▶ _Given text_
++++

In this chapter, the author defines information extraction from text, describes common information extraction tasks, and discusses current information extraction issues being the need to develop technologies that require a minimum of human supervision, to build systems that automatically acquire world knowledge, and to integrate their outputs into advanced information extraction systems. Current emerging research on extraction of narrative scenarios and complex concepts revives an old dream and opens a way to full natural language understanding.
TopIntroduction
Information extraction is a natural language processing technique which aims at identifying information in unstructured data. Written and spoken text, pictures, video and audio are all forms of unstructured data. Unstructured does not imply that the data is structurally incoherent (in that case it would simply be nonsense), but rather that its information is encoded in such a way that makes it difficult for computers to immediately interpret it. Information extraction is the process that adds meaning to unstructured, raw data, whether that is text, images, video or audio. Consequently, the data become structured or semi-structured and can be more easily processed by the computer (e.g., in information retrieval, data mining, data visualization, and data summarization). In other words, information extraction presupposes that although the semantic information in a text and its linguistic organization is not immediately computationally transparent, it can nevertheless be retrieved by taking into account surface regularities that reflect its computationally opaque internal organization. An information extraction system will use a set of extraction patterns, which are either manually constructed or automatically learned, to take information out of a text and put it in a more structured format. In this chapter we adopt the following definition of information extraction: (Moens 2006 p. 225):
Information extraction is the identification, and consequent or concurrent classification and structuring into semantic classes, of specific information found in unstructured data sources, such as natural language text, providing additional aids to access and interpret the unstructured data by information systems.
During the Message Understanding Conferences (MUC) in the late 1980s and 1990s, there gradually arose a set of typical information extraction tasks (see Grishman & Sundheim 1996; Cunningham 1997). A most popular task probably is named entity recognition, i.e., recognizing person names, organizations, locations, date, time, money and percents. These names are often expanded to protein names, product brands, etc. Other tasks are event extraction, i.e., recognizing events, their participants and settings, scenario extraction, i.e., linking of individual events in a story line, and complex concept extraction, i.e., linking individual events into an abstract concept or issue. Currently, relation extraction, where the relationship between two or more entities is defined (e.g., Figure 1), respectively referred to as binary and n-ary relation extraction, is quite popular. Entities, relations or scenarios are semantically typed. Other complementary or more specialized tasks embedded in discourse processing regard semantic role labeling, i.e., finding the predicates and arguments in sentences that typically represent the actions, actors and circumstances in a sentence (“who” did “what to “whom” “where” and “when”) (Marquez et al. 2008) and coreference resolution, i.e., determining whether two expressions in natural language refer to the same entity, person, time, place, and event in the world (e.g., Ng 2008; Ragman & Ng 2009), recognition of temporal expressions and relations (Boguraev et al. 2005; Kolomiyets & Moens 2009; Yoshikawa et al. 2009), recognition of spatial expressions and relations (Katz 2004; Regier et al. 2005), and recognition of causal relations (Girju 2002). Apart from these many other information extraction tasks can be defined such as opinion extraction (Pang & Lee 2008; Boiy & Moens 2009), argumentation extraction (Mochales & Moens 2009) and many others.

++++

▶ _Dataset entries_
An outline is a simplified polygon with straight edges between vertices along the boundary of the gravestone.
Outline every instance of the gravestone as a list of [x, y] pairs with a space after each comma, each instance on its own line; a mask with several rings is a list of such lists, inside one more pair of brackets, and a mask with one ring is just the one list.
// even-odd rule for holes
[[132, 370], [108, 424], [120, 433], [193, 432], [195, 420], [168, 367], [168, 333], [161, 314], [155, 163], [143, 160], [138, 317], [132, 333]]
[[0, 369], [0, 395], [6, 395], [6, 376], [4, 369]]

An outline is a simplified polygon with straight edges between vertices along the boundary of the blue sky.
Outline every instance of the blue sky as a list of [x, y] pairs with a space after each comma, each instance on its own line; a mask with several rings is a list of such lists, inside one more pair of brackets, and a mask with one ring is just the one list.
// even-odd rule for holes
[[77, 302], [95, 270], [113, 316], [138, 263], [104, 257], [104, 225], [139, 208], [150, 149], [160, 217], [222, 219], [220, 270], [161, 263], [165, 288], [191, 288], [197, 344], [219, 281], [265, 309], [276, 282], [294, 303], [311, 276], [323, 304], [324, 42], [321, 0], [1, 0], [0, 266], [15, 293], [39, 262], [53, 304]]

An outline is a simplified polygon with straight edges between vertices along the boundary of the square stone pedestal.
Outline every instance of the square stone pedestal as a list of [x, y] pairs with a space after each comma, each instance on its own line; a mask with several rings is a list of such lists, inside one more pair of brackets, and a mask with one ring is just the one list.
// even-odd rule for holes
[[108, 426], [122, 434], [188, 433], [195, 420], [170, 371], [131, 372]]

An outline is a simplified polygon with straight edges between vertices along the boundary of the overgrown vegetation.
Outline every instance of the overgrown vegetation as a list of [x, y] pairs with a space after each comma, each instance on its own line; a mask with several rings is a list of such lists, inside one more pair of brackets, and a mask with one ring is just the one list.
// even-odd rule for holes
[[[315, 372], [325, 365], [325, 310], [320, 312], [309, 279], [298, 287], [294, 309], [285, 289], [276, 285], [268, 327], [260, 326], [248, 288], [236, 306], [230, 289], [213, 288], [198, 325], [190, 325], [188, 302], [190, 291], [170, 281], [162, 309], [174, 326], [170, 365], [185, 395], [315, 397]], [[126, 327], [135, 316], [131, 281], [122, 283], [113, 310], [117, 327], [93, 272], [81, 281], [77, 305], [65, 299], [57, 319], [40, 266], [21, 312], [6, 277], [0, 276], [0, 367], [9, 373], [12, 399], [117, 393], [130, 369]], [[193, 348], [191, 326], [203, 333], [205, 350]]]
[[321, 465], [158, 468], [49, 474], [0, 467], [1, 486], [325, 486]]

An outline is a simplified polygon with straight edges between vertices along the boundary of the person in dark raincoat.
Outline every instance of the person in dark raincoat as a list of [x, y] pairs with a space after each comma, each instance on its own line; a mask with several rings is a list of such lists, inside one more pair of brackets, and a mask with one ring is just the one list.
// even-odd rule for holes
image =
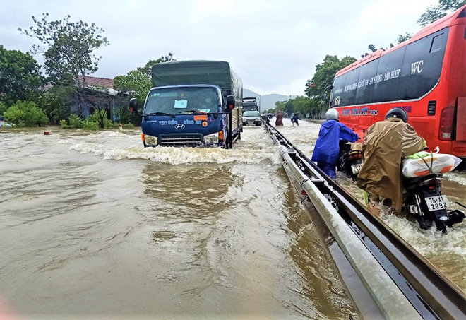
[[283, 125], [283, 112], [281, 111], [277, 114], [277, 119], [275, 120], [275, 126]]
[[292, 116], [292, 123], [293, 124], [293, 126], [294, 125], [294, 124], [296, 124], [297, 126], [299, 126], [299, 124], [298, 123], [298, 119], [299, 119], [299, 117], [298, 117], [298, 114], [297, 113], [295, 113]]
[[354, 142], [359, 138], [350, 128], [338, 121], [338, 112], [330, 109], [325, 122], [321, 126], [318, 138], [312, 153], [312, 161], [332, 179], [336, 177], [335, 167], [340, 153], [340, 140]]

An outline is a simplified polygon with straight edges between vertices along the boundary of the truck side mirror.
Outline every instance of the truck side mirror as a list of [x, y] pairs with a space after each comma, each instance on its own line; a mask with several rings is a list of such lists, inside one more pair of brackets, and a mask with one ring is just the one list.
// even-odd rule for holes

++++

▶ _Your tasks_
A – Quote the information extraction passage from "In this chapter, the" to "natural language understanding.".
B – Answer these questions from the information extraction passage:
(i) Which forms of unstructured data does the introduction list?
(ii) During which conferences did a set of typical information extraction tasks arise?
(iii) What is relation extraction called when the relationship holds among more than two entities?

▶ _Task responses_
A –
In this chapter, the author defines information extraction from text, describes common information extraction tasks, and discusses current information extraction issues being the need to develop technologies that require a minimum of human supervision, to build systems that automatically acquire world knowledge, and to integrate their outputs into advanced information extraction systems. Current emerging research on extraction of narrative scenarios and complex concepts revives an old dream and opens a way to full natural language understanding.

B –
(i) Written and spoken text, pictures, video and audio.
(ii) The Message Understanding Conferences (MUC), in the late 1980s and 1990s.
(iii) N-ary relation extraction.